Location labeling records:
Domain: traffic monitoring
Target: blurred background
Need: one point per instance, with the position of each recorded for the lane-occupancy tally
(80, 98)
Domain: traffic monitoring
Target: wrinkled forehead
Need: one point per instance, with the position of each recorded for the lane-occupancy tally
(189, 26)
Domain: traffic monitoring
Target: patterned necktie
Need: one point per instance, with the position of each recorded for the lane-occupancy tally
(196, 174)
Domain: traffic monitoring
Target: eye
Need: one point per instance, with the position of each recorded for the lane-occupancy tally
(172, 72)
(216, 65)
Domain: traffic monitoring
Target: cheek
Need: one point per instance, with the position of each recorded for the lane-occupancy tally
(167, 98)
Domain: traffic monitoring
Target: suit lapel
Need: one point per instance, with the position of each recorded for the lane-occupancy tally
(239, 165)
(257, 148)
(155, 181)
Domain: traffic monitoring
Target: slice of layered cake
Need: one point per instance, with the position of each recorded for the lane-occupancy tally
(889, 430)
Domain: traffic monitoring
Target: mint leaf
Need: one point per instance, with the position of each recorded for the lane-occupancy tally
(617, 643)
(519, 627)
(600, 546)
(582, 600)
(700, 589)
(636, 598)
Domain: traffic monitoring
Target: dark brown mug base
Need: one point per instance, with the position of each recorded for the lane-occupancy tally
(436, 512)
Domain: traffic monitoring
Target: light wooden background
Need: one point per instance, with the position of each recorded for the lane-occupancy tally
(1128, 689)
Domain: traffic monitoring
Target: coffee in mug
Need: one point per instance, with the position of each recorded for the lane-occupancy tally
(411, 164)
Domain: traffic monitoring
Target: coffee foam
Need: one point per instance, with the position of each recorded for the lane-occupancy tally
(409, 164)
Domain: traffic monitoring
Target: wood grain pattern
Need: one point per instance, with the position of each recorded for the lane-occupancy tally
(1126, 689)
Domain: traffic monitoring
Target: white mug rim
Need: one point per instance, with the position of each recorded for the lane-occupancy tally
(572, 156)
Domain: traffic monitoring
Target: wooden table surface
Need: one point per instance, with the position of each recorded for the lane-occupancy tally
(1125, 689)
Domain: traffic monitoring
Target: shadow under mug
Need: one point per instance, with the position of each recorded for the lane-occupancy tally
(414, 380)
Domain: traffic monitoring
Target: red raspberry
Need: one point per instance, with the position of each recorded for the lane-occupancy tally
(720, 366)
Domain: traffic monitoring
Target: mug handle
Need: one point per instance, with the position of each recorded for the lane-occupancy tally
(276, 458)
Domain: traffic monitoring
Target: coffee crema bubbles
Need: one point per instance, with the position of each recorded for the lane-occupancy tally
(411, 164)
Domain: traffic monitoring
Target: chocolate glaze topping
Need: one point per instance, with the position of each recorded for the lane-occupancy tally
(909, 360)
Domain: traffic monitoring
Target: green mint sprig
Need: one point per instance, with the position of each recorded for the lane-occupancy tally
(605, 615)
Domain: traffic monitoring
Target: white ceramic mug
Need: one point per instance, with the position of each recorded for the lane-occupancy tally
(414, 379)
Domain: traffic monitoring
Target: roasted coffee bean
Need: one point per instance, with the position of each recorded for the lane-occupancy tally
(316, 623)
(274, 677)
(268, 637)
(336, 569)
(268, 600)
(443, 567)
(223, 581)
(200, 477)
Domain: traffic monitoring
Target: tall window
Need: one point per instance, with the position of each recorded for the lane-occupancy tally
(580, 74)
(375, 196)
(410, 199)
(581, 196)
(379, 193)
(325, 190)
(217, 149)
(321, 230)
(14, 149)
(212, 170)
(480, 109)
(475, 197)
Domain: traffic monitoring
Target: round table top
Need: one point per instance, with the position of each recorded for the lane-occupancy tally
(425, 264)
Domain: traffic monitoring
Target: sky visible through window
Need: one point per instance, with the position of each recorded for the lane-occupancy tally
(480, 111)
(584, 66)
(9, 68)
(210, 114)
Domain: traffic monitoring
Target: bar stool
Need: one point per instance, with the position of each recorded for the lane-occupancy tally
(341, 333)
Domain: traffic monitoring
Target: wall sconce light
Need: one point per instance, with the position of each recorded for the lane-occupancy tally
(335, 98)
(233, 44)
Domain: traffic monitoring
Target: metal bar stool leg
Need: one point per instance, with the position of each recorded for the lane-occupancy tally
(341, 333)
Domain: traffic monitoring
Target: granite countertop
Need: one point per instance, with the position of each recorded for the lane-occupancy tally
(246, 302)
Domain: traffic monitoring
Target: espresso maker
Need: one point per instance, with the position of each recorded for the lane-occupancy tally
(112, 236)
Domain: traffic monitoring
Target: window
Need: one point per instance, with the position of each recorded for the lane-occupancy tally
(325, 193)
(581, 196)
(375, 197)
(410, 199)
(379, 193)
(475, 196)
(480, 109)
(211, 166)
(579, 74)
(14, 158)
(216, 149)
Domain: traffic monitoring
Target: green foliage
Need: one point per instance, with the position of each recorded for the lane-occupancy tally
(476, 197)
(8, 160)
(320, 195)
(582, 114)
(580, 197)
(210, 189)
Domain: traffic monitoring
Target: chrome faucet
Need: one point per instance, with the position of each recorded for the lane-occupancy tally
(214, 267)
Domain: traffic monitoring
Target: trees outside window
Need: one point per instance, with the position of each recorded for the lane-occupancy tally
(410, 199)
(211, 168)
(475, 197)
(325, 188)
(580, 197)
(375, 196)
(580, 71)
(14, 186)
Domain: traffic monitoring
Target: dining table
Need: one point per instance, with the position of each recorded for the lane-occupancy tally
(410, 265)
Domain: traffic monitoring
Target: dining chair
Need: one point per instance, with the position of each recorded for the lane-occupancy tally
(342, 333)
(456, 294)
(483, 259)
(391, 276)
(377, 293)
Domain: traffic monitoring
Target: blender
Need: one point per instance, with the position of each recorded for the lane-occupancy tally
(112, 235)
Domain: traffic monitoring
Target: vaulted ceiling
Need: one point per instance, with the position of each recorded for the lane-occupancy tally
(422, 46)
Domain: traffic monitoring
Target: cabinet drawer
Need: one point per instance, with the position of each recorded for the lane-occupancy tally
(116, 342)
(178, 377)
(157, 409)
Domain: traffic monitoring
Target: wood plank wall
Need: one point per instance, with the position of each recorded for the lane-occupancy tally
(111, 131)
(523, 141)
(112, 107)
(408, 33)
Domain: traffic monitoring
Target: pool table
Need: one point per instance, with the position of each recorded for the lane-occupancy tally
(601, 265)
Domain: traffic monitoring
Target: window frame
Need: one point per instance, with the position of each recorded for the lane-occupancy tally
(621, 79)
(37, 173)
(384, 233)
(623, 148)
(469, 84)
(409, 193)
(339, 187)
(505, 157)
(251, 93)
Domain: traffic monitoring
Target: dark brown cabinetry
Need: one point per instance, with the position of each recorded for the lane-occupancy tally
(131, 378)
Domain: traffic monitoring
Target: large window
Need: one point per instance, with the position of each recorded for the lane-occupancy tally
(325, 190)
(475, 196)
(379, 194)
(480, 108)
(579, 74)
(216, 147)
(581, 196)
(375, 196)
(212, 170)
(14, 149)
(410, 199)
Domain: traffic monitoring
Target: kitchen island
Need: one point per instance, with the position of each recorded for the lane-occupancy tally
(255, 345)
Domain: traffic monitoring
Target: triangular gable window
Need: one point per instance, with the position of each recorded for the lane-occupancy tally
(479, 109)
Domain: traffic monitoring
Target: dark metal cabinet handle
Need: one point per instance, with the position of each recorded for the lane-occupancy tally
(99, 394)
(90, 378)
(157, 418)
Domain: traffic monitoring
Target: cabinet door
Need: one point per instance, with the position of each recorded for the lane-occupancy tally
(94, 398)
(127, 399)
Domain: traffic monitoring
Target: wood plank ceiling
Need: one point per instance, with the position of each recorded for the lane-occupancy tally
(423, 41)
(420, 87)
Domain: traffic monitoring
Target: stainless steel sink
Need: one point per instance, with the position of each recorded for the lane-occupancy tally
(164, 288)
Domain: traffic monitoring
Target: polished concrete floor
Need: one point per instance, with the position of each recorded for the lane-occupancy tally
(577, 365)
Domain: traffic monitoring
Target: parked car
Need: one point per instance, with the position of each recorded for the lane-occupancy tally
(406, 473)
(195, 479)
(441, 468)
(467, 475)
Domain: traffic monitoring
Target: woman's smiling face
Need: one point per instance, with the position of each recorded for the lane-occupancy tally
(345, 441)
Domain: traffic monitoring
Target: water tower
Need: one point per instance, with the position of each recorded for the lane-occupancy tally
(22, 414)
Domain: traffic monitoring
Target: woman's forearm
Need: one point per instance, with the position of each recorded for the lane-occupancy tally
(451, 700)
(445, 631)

Instructions to follow: Show every line of the listing above that contains the word "dark". Case counts.

Response to the exercise:
Target: dark brown mug base
Target: dark brown cabinetry
Target: dark metal cabinet handle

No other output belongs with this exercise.